EXTRACTED RECORDS:

_____

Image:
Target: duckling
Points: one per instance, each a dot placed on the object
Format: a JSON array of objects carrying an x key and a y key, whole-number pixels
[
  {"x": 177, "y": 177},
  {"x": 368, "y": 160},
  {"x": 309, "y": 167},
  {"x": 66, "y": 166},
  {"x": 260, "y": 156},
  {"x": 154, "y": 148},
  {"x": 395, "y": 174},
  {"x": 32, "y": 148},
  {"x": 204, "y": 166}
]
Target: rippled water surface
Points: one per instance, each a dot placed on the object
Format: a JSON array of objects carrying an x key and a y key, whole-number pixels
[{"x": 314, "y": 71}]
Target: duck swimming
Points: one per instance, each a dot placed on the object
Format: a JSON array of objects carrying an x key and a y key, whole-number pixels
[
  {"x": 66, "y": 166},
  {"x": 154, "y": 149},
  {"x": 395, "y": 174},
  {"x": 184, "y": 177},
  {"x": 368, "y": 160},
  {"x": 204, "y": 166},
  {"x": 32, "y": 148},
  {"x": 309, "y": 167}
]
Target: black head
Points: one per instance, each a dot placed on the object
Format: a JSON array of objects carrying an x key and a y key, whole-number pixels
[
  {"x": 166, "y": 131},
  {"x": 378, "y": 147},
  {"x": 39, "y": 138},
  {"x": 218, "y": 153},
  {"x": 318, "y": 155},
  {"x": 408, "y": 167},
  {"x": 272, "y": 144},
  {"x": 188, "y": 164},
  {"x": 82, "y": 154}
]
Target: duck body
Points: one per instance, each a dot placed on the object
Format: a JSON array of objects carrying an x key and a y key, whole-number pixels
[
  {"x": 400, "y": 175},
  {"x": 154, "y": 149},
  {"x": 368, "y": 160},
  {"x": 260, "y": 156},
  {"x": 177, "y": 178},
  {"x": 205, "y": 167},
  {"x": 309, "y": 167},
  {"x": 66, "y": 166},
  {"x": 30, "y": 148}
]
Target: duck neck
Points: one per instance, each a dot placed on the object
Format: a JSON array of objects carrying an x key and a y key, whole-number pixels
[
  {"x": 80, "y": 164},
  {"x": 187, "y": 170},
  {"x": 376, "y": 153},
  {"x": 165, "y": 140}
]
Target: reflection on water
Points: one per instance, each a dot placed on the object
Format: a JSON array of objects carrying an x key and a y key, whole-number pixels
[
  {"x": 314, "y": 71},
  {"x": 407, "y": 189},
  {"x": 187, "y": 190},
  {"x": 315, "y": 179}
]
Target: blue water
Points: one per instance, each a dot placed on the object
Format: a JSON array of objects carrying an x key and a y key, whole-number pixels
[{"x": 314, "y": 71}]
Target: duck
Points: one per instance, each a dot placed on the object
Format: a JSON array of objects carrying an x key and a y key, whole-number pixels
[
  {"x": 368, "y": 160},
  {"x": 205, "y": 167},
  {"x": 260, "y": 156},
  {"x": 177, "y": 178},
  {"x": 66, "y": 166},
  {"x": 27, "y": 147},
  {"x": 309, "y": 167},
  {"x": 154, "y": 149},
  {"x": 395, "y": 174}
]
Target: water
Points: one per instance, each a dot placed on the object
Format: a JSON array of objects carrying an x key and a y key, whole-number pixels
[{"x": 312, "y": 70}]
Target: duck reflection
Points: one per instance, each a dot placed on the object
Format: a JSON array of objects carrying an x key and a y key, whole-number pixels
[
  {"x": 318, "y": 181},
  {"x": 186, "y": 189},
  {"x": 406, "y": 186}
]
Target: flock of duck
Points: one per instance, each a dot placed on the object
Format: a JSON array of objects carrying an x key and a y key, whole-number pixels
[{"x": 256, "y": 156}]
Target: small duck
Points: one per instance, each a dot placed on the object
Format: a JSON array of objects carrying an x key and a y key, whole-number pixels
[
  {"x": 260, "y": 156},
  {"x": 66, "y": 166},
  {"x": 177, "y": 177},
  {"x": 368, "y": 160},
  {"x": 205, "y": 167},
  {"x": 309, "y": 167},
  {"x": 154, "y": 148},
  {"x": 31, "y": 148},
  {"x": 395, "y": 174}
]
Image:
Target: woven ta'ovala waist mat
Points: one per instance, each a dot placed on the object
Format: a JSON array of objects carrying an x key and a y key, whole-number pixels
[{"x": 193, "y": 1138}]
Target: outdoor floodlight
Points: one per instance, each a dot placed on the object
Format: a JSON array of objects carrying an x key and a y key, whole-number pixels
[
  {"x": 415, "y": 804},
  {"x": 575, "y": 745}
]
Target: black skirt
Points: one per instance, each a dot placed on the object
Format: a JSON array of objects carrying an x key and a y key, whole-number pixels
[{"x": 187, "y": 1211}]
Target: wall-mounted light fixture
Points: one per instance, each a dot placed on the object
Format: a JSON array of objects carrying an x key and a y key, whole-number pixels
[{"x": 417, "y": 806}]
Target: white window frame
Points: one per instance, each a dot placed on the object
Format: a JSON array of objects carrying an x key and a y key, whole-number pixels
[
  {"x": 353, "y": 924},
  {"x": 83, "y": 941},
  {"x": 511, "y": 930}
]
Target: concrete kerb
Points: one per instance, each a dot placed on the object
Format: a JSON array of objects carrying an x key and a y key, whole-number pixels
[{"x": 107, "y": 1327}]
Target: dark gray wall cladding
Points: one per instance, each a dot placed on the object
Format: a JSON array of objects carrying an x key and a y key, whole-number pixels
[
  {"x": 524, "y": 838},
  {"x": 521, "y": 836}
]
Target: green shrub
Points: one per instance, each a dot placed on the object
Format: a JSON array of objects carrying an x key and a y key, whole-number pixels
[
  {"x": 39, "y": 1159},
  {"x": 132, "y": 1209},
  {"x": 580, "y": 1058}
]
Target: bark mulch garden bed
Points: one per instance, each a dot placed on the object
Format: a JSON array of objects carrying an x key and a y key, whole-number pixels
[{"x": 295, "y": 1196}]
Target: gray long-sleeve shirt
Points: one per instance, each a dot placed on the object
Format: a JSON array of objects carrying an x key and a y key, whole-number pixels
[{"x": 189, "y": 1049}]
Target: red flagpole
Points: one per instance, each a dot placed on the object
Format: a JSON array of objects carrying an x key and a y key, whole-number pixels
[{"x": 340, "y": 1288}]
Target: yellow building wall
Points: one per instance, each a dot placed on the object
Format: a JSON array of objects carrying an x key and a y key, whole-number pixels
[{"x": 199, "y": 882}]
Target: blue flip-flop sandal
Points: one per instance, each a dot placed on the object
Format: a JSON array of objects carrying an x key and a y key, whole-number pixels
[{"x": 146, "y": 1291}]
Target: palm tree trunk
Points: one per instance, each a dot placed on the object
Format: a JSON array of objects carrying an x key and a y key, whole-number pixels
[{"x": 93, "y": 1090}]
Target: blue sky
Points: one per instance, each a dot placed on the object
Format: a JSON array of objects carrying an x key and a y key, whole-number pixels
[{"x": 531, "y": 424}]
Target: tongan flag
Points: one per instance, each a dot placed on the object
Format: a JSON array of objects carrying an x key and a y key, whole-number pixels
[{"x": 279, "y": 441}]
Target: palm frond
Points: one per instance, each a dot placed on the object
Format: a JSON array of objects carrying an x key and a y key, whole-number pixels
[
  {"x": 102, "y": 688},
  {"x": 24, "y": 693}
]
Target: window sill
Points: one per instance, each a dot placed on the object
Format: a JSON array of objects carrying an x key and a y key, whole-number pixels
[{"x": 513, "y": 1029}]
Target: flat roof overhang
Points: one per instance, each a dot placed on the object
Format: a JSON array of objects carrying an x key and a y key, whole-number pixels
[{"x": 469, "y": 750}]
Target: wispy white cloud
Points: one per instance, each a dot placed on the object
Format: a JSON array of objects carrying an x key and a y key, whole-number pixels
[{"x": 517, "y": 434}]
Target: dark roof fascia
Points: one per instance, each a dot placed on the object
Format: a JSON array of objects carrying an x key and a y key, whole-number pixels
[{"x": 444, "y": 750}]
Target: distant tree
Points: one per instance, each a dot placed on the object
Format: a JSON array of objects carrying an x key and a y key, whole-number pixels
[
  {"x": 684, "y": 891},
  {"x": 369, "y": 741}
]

_____

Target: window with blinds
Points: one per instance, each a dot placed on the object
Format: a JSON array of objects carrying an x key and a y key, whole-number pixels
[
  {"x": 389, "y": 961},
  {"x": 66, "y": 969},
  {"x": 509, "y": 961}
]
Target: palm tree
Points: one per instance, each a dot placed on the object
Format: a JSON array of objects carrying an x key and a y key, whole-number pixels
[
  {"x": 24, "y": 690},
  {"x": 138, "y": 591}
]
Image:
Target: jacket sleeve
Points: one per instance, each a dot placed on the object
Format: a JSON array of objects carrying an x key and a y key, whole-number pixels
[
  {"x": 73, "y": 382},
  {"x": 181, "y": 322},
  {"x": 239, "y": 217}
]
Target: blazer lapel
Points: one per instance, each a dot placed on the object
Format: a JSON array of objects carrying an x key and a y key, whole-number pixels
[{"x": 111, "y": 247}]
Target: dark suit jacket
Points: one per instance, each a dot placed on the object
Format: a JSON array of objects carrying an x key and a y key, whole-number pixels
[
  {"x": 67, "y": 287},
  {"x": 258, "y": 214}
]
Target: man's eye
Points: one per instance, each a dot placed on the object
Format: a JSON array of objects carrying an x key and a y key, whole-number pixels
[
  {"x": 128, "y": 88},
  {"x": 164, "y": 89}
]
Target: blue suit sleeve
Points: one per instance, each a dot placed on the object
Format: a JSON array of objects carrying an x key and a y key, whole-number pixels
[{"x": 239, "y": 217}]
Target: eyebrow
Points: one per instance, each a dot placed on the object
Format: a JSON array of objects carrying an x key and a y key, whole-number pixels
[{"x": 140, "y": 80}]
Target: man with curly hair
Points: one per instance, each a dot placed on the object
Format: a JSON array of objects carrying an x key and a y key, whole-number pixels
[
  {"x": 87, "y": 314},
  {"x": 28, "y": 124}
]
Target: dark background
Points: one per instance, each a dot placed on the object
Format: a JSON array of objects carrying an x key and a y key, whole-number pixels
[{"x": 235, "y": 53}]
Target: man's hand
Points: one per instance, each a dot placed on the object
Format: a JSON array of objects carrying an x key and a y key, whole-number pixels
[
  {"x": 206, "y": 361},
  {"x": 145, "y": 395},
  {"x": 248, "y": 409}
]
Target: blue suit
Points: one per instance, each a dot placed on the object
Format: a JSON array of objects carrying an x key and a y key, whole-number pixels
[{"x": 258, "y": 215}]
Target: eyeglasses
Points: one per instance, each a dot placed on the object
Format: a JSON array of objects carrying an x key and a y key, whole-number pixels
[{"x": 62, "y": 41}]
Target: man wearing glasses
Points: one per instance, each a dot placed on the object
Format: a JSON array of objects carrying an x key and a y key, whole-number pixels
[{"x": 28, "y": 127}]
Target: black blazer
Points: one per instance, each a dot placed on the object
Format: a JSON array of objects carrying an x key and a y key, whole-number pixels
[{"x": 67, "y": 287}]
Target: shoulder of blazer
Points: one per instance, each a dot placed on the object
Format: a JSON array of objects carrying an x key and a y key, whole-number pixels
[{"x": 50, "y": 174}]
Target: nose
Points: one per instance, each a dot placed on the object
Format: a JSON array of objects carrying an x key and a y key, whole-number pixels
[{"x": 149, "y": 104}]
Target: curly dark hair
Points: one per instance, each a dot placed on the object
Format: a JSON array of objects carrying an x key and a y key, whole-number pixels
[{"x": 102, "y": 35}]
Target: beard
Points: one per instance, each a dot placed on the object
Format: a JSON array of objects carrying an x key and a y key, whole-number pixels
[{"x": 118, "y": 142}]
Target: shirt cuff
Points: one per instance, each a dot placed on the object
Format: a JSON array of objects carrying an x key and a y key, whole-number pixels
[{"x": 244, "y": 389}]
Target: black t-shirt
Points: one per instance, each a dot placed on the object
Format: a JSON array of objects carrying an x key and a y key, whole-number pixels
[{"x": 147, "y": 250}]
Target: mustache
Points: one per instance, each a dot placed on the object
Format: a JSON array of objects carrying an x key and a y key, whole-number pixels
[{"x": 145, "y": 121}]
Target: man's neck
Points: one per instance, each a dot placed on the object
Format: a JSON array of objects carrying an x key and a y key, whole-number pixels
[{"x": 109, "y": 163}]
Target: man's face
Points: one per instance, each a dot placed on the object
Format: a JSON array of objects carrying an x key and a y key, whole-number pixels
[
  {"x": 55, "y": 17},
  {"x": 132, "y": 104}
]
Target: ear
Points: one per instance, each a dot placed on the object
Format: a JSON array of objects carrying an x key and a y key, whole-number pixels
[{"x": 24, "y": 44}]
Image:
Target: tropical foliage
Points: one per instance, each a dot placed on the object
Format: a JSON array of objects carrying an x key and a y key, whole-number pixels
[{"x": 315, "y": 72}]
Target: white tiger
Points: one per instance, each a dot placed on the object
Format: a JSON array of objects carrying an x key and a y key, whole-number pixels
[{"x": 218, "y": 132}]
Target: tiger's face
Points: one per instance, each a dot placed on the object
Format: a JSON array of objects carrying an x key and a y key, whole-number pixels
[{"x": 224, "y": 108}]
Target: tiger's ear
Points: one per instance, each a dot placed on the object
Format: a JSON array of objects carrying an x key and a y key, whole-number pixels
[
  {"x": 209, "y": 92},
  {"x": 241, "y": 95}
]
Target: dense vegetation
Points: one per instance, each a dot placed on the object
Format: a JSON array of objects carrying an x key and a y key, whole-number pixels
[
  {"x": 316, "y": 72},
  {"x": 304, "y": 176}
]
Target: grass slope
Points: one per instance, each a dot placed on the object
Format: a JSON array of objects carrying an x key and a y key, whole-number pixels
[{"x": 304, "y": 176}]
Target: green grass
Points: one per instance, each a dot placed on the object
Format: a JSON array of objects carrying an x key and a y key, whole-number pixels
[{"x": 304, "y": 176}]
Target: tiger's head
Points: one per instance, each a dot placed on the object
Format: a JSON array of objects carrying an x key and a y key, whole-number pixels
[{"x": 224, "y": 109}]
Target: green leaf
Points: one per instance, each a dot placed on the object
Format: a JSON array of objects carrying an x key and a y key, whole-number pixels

_____

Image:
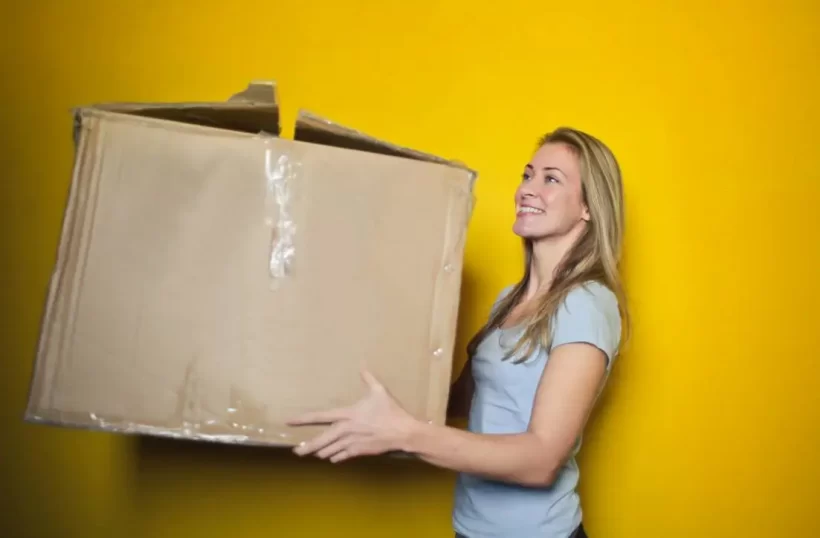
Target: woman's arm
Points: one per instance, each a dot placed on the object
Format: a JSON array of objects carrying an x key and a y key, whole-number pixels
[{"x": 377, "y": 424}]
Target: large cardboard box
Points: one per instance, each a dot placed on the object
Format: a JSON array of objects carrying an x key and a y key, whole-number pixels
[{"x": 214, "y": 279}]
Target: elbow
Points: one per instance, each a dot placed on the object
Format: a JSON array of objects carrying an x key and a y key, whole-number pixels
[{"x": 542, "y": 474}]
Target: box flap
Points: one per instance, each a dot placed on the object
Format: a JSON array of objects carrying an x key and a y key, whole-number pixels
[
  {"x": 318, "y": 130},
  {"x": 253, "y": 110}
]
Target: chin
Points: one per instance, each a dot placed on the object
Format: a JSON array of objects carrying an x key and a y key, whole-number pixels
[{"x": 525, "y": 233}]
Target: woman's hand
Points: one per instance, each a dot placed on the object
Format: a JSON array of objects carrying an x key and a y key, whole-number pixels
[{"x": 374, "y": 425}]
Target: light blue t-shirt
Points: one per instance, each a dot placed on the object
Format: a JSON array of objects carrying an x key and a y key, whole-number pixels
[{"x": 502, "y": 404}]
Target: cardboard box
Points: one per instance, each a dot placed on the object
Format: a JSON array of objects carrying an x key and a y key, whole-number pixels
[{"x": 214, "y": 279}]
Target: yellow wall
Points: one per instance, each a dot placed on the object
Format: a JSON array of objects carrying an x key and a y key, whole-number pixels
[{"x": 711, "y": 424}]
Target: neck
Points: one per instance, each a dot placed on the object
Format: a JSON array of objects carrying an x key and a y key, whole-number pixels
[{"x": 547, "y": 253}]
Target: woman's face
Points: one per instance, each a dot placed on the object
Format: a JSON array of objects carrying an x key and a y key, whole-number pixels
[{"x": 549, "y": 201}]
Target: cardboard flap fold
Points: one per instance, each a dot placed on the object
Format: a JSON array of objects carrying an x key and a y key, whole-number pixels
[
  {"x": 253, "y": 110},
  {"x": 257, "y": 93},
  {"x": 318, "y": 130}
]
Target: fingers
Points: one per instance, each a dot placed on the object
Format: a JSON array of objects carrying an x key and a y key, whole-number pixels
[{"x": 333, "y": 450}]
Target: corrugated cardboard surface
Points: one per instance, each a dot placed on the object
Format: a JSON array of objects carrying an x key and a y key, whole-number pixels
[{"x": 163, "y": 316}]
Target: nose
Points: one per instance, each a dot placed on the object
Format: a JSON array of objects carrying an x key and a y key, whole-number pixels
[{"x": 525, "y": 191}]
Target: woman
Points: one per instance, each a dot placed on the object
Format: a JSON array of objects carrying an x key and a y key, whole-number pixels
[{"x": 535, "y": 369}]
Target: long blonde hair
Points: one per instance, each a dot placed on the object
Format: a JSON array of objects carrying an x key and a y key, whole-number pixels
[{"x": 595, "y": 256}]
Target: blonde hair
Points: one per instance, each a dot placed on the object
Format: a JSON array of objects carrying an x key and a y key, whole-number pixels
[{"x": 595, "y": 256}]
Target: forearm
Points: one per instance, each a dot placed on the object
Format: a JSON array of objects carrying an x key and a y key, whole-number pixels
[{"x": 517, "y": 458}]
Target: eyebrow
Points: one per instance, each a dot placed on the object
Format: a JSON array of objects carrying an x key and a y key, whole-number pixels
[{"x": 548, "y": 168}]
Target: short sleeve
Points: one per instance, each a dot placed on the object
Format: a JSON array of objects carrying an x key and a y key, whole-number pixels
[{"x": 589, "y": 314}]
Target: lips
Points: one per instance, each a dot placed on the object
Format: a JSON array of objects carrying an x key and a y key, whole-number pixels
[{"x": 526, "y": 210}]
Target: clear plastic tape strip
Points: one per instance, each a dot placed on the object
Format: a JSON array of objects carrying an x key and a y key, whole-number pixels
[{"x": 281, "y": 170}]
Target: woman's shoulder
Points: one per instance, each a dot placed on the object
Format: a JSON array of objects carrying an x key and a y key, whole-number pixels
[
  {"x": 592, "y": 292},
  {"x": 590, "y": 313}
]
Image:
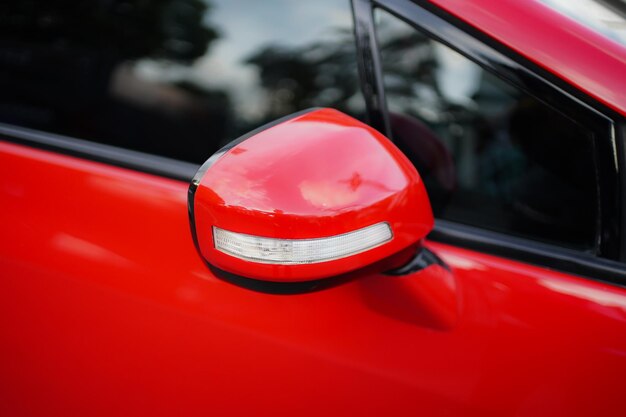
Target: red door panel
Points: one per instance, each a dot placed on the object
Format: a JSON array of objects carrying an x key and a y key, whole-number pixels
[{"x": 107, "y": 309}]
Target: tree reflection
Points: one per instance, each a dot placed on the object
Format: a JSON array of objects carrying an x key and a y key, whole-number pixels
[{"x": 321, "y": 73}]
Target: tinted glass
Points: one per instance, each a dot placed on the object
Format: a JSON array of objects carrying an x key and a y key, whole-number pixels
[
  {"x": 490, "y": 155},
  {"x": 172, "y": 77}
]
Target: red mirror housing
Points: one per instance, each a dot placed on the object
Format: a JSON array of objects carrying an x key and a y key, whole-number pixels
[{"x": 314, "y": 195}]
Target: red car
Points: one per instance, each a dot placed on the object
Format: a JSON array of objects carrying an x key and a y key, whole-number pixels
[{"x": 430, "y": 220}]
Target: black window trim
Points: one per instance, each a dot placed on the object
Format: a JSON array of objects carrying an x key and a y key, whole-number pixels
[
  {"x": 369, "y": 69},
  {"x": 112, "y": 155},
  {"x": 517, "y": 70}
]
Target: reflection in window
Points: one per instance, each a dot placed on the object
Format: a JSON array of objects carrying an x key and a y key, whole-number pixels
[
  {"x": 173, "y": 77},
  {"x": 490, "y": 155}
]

_____

THE EXERCISE:
Please count the lines in the data that contain the string "cardboard", treating uppercase and lowercase as different, and reply with only that number.

ANSWER TO THIS TASK:
4